** begin SOURCE **
Children love adults to play with them. It is great if you can follow their lead and join in the fun. Help your child to find the items for a picnic, such as cups, plates and play food (if you have some) or make out of paper.

Encourage your child to give the plates and cups out to their toys and teddies and to share out the food. Have fun talking to the toys and sharing the picnic together. As your child plays, you can comment on what they are doing, using or looking at, to help develop their language. Sharing and interacting with you and the toys at the picnic will help your child to learn how to be better understood. It will also help to develop their imagination and show them how to successfully communicate what they need or want. Sharing out plates and food will help with early maths and 1 to 1 correspondence as each teddy will need a plate, a cup and some food. You can also count how many you would need.


Be a marching soldier

Make an instrument shaker by filling a plastic bottle, tin or small box (secure the lid) with uncooked rice or dried peas. Encourage your child to march around the room while you shake the shaker. When the shaker stops, ask your child to stop and stand up straight like a soldier. Children like to be in control so you could take it in turns to shake the shaker and march. You could do fast and slow marching or loud and quiet shaking. If you can show your child how to be a good listener, your child will learn an essential skill for talking and learning.


Play Simon Says

Have fun with your child by playing Simon Says together. You could play this as your child gets dressed in the morning. The idea of Simon Says is that your child should only follow instructions if you say Simon Says first. For example if you say “Simon Says put your socks on” your child should put their socks on. If you just say “put your socks on” (without saying “Simon Says” first) your child should ignore you. You could play this game anytime, for example while brushing teeth,

having a wash or tidying up. Helping your child to listen and follow simple instructions lets

them know what is happening in their world.


Washing up games

Make washing up into a game for your child.

Keep it fun and take the opportunity to chat. They can help stack the dishwasher.

• Talk about what you are doing while your child watches you. Use words like scraping and rinsing

• Stack the dishwasher together. Ask questions like “where shall we put this bowl?”
** end SOURCE **
DIRECTION A = Retype the passage of the activity guide from "Have fun with" to "in their world.".
The activity guide and the listing are unrelated pieces of material.
** begin RECORDS **
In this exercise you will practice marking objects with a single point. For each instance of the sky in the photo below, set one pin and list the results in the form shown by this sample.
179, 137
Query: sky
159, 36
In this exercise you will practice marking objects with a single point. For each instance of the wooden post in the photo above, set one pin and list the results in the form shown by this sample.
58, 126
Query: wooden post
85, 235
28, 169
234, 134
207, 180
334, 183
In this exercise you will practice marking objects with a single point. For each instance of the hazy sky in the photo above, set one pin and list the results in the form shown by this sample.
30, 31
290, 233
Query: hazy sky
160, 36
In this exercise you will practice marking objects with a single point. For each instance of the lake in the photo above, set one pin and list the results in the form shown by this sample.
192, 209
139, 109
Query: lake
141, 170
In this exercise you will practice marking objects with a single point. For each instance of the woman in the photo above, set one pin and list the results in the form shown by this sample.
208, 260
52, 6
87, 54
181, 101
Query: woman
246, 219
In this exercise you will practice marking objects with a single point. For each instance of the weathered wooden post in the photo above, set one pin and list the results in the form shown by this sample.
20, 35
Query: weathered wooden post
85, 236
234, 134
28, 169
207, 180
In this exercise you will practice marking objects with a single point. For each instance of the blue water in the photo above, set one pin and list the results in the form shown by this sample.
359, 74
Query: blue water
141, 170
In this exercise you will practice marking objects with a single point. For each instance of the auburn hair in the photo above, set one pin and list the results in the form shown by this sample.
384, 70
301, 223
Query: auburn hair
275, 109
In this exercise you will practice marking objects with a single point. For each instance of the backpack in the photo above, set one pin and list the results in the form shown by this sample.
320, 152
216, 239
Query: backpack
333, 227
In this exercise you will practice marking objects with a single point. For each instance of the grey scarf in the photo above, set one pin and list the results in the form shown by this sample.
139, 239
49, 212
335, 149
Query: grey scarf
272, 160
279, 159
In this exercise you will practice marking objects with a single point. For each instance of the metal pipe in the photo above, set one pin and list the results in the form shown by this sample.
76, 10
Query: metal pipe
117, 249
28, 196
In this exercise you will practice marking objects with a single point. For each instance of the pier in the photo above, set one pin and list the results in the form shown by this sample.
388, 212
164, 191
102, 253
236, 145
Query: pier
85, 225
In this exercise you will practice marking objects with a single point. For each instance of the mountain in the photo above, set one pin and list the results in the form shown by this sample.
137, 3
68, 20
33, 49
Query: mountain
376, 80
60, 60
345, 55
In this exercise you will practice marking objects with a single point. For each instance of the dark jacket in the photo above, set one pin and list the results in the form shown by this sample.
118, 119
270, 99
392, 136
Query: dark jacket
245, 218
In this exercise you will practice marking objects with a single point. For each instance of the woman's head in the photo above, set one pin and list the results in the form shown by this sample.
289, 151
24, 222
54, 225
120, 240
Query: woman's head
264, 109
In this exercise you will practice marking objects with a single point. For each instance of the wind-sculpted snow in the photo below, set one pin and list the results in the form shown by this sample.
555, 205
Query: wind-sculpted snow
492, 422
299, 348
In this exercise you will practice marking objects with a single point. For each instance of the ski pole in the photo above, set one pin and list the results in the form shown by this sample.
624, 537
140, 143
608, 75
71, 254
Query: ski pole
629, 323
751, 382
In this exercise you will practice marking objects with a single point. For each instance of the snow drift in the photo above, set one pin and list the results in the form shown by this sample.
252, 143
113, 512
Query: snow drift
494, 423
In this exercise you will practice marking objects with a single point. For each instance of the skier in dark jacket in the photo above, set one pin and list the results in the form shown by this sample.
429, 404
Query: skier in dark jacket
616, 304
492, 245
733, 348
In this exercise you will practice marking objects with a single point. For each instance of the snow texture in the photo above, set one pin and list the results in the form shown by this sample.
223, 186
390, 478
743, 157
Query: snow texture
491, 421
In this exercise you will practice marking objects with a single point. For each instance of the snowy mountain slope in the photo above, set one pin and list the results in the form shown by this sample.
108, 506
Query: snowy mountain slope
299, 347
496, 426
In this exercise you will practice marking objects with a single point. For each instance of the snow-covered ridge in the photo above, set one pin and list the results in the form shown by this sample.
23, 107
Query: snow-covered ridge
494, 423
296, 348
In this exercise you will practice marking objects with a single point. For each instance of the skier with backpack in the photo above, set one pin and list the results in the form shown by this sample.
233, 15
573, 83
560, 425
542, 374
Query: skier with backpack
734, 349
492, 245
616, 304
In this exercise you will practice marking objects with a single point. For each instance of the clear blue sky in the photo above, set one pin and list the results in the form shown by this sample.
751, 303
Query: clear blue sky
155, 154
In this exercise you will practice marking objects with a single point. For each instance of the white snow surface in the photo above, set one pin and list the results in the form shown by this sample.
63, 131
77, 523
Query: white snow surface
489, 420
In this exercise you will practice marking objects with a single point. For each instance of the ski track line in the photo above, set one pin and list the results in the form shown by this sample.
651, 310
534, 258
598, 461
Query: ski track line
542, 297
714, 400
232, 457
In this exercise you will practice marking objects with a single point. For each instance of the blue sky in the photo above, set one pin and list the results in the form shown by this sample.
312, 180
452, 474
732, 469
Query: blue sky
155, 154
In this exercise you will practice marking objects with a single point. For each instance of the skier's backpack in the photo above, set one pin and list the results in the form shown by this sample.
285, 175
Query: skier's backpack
** end RECORDS **
DIRECTION B = Gather every line of the listing that contains the string "metal", treating uppercase and lowercase as distinct.

COMPLETE ANSWER A =
Have fun with your child by playing Simon Says together. You could play this as your child gets dressed in the morning. The idea of Simon Says is that your child should only follow instructions if you say Simon Says first. For example if you say “Simon Says put your socks on” your child should put their socks on. If you just say “put your socks on” (without saying “Simon Says” first) your child should ignore you. You could play this game anytime, for example while brushing teeth,

having a wash or tidying up. Helping your child to listen and follow simple instructions lets

them know what is happening in their world.

COMPLETE ANSWER B =
In this exercise you will practice marking objects with a single point. For each instance of the metal pipe in the photo above, set one pin and list the results in the form shown by this sample.
Query: metal pipe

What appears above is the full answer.